**TEXT PROVIDED:**
[Start of section]

If you are counting, you might notice that Mia has now tried squid, Chinese dumplings, and last night she put a bit of Cambodian curry on her rice. She may not appear the adventuresome type as far as food goes, but she is doing it. Amy and I are very proud of her stepping out of her comfort zone on this trip.
We ended our Malaysia visit to a local children’s hospital. The hospital is specifically for kids with leukemia or other blood related cancers. Max and Lisa regularly bring their students and kids to the hospital to play with kids and give them a different experience. The hospital is very popular with families, as the beds and rooms are big enough for several people to stay, and the care is very good. In every room, on nearly every bed, collections of parents, siblings and grandparents gathered around their child in treatment. People slept, laughed, ate, and played games, anything to make a foreign, scary place seem loving and nurturing.
We had bought some coloring books and balloons, and just sat down to draw with kids, or played balloon catch. I was really impressed by Lucas and Ana’s comfort with kids and families. It took me a little longer to get comfortable, but once I joined with Ana and Mia at a 5-year old girl’s bed, she and mom just crawled their way into my heart. Mom was very open about her 5-year old’s illness, they found out she had leukemia only one month ago. Now they were in KL for several months of chemo treatments. The girl loved princesses, and seemed to enjoy coloring with Mia/Ana. Porter settled into a game of balloon catch with another ten-year-old, while Max walked about adding little bits of fun to many kids . It was a lovely ribbon to a marvelous gift of a week. Thanks for the great hospitality Mangelsdorfs!
Here is a gallery of a few more photos:
12 thoughts on “Kuala Lumpur – friends and food”
What a great recap. This truly is a trip of a lifetime! It’s Ella’s bday today and we’re eating dinner at din tai fung-weird to be sharing the same food from so far away!!!
Awesome, happy birthday Ella! Mmm, din tai fung. You were my audience as I wrote it! What’s your fave there?
Loved the picture story sooooo much. A little tear and big smiles. Max and Lisa and the kids look wonderful. Sooo jealous of the foodie experience. Hang in there mialou, yer doin good! Porter looks sooo much better than the previous (sick) pics of him.love to all
John and Amy, how are you gonna keep ’em down in Bellingham once they have seen the world?
Who knows? Part of the mystery!!
I found that Durian is best served ice cold. It’s also way better when someone else prepares it due to the smell.
Frog legs for Porter? Way to go! Half the fun of traveling where you can’t read the menu is to just close your eyes and point to something. That was my introduction to frog 🙂 Mia should try Mee Goreng – my personal favorite when prepared vegetarian style, fresh from a hawker stall. I am certain you guys have found Ais kacang and Apam balik? Rambutan is great for snacking while walking around. Let us all know if any of you get brave enough to try the Sea Cucumber or Siput Duri. Love reading your blog! What an amazing opportunity.
Great advice – Cover your eyes and choose! We’ve eaten lots of mie goring, but thanks for other options. Well put them on the list!
So love hearing about your visit and all of these new experiences! Hugs to all of you!
What about peanut butter, do they eat any peanut butter over there? If not, what do they do with all they’re jelly? Just wondering.
In Cambodia we haven’t seen any peanut butter. But, in Indonesia it was popular. Weirdly, the strawberry jam here is very good.
Thanks for these vivid descriptions John! Love seeing you all through your words.
My tummy is rumbling! Way to be adventurous, everyone!!

[End of section]

**REQUIRED WORK:**
[1] Name the foods that the first paragraph of the Kuala Lumpur travel post says Mia has now tried.
[2] Please copy the passage from the Kuala Lumpur travel post starting at "Here is a gallery" and ending at "to the smell.".

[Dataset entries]

[Start of section]

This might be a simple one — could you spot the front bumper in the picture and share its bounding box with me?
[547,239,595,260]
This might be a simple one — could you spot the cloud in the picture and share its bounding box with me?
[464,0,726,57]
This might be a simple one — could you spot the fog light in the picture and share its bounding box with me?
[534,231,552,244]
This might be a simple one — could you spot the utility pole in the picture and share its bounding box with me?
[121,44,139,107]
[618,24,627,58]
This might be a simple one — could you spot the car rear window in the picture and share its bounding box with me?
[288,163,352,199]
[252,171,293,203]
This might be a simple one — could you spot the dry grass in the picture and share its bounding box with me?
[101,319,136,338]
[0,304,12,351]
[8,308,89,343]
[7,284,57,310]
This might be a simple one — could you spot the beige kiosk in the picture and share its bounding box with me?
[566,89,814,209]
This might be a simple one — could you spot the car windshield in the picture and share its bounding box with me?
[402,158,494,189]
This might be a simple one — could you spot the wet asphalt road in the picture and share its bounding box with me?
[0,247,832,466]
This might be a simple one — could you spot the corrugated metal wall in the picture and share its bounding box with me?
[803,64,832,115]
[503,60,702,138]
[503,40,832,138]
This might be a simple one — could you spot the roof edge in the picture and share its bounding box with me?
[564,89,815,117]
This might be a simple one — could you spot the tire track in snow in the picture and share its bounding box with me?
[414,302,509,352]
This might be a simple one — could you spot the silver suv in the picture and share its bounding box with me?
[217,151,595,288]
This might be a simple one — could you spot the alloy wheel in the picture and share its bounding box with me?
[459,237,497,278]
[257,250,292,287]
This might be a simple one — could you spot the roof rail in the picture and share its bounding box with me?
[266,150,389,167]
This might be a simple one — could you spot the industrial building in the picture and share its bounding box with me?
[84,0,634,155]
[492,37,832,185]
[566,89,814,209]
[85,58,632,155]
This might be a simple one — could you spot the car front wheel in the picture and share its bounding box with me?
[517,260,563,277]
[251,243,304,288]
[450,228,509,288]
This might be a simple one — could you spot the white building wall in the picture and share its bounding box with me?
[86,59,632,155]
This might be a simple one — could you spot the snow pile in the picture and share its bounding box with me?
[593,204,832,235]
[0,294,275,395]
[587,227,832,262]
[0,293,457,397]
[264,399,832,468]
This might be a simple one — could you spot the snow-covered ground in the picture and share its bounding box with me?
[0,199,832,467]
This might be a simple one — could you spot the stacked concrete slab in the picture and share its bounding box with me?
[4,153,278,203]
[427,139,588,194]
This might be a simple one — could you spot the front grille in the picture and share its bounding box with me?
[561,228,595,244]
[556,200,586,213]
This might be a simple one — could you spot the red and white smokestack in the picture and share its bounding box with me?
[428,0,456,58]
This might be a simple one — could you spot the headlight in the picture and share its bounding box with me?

[End of section]

**SOLVED PROBLEMS:**
[1] Squid, Chinese dumplings, and Cambodian curry.

[2]
Here is a gallery of a few more photos:
12 thoughts on “Kuala Lumpur – friends and food”
What a great recap. This truly is a trip of a lifetime! It’s Ella’s bday today and we’re eating dinner at din tai fung-weird to be sharing the same food from so far away!!!
Awesome, happy birthday Ella! Mmm, din tai fung. You were my audience as I wrote it! What’s your fave there?
Loved the picture story sooooo much. A little tear and big smiles. Max and Lisa and the kids look wonderful. Sooo jealous of the foodie experience. Hang in there mialou, yer doin good! Porter looks sooo much better than the previous (sick) pics of him.love to all
John and Amy, how are you gonna keep ’em down in Bellingham once they have seen the world?
Who knows? Part of the mystery!!
I found that Durian is best served ice cold. It’s also way better when someone else prepares it due to the smell.